▶ TASK:
Write out the line with "Target: safety glasses" and every later line through the end of the data below, exactly as given, with no pictures in the copy.

▶ DATASET RECORDS:
- Opening Delimiter -
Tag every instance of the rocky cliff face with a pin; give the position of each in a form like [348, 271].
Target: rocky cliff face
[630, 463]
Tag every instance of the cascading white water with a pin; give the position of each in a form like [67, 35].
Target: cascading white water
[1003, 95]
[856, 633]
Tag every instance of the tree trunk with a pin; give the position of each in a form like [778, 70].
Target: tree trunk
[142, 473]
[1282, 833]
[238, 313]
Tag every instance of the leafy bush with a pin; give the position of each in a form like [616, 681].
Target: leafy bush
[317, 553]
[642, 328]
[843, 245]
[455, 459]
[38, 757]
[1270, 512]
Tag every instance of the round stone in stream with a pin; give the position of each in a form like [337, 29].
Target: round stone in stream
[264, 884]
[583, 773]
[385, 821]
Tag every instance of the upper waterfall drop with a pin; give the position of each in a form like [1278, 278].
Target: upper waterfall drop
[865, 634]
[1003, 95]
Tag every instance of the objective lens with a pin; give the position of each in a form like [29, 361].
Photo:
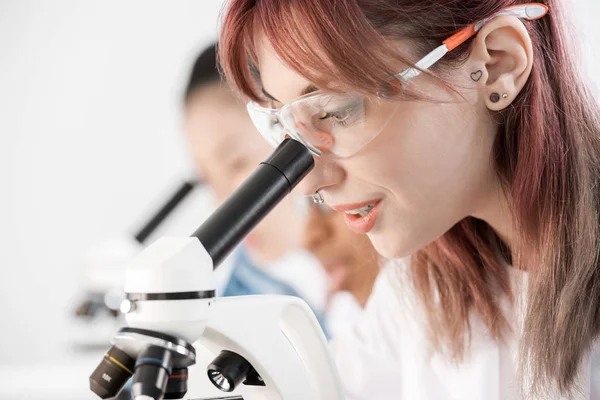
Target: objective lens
[152, 371]
[177, 384]
[228, 370]
[112, 373]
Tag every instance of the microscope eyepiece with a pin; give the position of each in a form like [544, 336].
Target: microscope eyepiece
[270, 182]
[112, 373]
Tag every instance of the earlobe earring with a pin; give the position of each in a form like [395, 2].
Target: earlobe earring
[476, 76]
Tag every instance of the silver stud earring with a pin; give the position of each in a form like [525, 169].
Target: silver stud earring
[318, 198]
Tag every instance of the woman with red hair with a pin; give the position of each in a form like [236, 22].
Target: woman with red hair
[459, 136]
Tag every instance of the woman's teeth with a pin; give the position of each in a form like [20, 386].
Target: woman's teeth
[363, 211]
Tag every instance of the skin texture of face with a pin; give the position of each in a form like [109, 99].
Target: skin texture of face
[432, 165]
[349, 259]
[226, 148]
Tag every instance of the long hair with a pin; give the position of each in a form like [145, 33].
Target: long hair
[546, 154]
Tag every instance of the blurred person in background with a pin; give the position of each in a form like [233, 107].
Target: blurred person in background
[350, 261]
[226, 149]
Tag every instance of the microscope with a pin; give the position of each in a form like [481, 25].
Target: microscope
[262, 347]
[105, 274]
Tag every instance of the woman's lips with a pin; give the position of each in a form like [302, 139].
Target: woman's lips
[361, 224]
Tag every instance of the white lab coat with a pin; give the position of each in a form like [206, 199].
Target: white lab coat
[386, 355]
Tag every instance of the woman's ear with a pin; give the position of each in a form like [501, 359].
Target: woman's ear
[501, 61]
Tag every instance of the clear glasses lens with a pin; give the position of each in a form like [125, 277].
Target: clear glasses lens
[326, 123]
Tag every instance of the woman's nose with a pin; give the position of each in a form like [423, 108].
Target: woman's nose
[325, 174]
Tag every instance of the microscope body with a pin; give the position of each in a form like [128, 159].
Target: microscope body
[276, 340]
[264, 347]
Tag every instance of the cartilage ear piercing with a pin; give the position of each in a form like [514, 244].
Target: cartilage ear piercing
[318, 198]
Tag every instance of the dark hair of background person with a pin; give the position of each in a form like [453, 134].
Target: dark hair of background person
[204, 72]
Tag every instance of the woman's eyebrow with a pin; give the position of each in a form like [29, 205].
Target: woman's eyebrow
[308, 89]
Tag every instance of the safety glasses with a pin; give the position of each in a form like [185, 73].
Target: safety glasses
[342, 124]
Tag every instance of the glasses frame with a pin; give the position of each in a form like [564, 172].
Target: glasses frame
[528, 12]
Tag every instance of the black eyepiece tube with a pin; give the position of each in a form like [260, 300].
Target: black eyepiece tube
[270, 182]
[162, 213]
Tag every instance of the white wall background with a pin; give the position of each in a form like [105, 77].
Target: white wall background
[90, 132]
[90, 95]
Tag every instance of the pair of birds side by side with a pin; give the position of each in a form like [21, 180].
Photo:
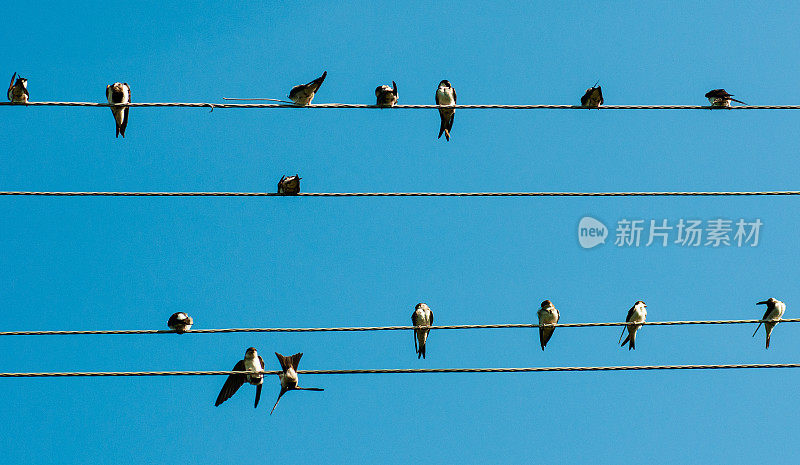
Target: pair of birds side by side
[549, 315]
[253, 363]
- Closing Delimiter -
▶ EXERCISE ANSWER:
Target: safety glasses
[342, 124]
Tag every instance of the glasses frame with a pin; give the position of each in a form like [564, 172].
Target: glasses frame
[528, 12]
Tag every instance of the black eyepiece tube with a pin; give the position of each in a form like [260, 300].
Target: black eyepiece tube
[270, 182]
[162, 213]
Tag every instance of the white wall background with a pin; give the position of each in a form like [105, 77].
Target: white wall background
[90, 132]
[90, 95]
Tag every instance of the pair of birds side by side with a pin; give the position of each in a form like [21, 180].
Photo:
Target: pair of birds side by side
[549, 315]
[253, 363]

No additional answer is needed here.